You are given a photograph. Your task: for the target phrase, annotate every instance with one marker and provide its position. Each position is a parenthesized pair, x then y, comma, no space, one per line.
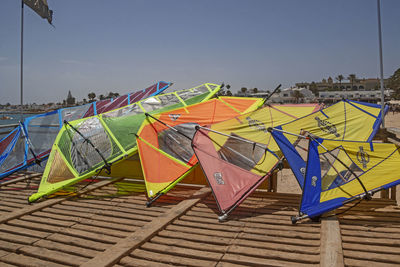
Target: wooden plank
(173,251)
(78,242)
(363,263)
(75,250)
(135,262)
(168,259)
(124,247)
(176,242)
(372,248)
(9,246)
(50,202)
(52,255)
(331,243)
(274,254)
(256,261)
(15,238)
(22,260)
(372,257)
(16,180)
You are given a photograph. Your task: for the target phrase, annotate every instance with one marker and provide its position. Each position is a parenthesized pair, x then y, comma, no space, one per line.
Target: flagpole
(22,60)
(381,64)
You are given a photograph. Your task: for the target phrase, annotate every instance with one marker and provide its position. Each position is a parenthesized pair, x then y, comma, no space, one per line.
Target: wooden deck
(107,224)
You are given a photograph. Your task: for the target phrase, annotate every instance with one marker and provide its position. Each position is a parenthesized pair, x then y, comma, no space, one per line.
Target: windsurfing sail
(31,141)
(233,178)
(339,172)
(85,147)
(164,140)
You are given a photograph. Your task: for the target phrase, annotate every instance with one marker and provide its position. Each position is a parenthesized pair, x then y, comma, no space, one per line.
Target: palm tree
(352,78)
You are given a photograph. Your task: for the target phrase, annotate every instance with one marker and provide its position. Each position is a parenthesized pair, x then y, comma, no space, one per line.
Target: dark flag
(41,8)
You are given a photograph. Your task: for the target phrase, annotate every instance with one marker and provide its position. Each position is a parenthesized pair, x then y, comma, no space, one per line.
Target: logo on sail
(327,127)
(257,125)
(314,181)
(218,178)
(363,157)
(174,117)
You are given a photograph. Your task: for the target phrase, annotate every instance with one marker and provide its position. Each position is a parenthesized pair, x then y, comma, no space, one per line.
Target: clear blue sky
(125,45)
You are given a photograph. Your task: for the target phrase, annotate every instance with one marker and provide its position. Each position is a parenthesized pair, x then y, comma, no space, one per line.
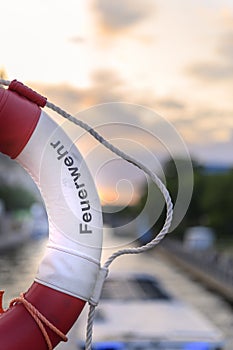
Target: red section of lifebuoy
(18,119)
(55,297)
(18,330)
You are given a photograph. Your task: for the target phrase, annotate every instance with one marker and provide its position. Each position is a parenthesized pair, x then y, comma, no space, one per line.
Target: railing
(212,268)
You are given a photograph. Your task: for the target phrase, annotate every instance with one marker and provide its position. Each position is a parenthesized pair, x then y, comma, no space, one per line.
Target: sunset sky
(173,58)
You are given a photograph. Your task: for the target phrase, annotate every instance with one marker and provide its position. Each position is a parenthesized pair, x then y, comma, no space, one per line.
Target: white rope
(141,166)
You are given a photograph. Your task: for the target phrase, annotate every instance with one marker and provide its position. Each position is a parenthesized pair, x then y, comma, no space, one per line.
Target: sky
(154,76)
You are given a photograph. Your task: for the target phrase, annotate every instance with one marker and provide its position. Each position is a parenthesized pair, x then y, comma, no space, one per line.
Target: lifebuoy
(67,274)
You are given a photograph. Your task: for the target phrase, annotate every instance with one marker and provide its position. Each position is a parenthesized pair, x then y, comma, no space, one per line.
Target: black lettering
(87,207)
(87,217)
(78,186)
(61,155)
(82,194)
(84,229)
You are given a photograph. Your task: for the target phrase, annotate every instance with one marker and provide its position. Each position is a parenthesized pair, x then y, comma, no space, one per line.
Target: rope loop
(40,320)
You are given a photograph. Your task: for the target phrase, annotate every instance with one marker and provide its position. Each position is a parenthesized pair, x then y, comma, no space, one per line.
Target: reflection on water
(18,268)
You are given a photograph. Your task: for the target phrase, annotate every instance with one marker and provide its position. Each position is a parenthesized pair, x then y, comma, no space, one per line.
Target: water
(18,268)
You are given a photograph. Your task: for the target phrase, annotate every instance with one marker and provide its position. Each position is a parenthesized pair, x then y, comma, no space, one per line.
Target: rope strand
(155,179)
(39,319)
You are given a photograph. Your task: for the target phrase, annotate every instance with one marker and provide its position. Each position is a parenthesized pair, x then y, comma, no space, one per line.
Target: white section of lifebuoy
(71,261)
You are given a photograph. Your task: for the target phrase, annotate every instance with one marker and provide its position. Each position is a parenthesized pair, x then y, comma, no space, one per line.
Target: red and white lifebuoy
(67,274)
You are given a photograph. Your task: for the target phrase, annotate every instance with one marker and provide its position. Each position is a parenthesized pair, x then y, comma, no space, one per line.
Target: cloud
(116,15)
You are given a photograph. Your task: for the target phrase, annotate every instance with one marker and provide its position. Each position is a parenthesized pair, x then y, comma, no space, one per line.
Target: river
(18,268)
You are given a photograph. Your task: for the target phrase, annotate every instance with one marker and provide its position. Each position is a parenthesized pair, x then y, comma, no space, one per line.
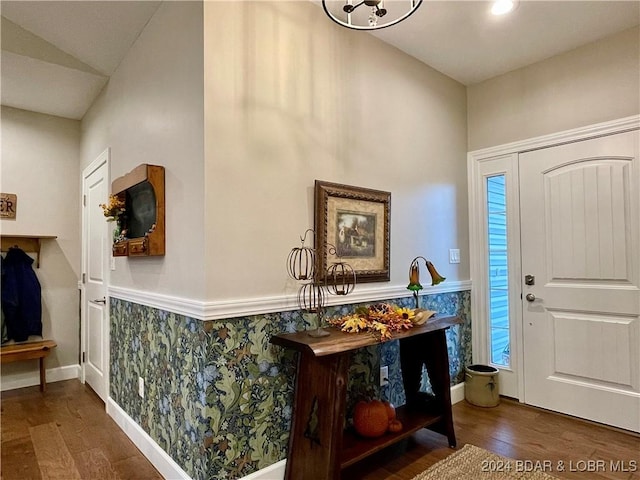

### TO BE DONE
Count the lines of the listing above that contain the word "wooden" and reply with that number alone.

### FULL SOLUTION
2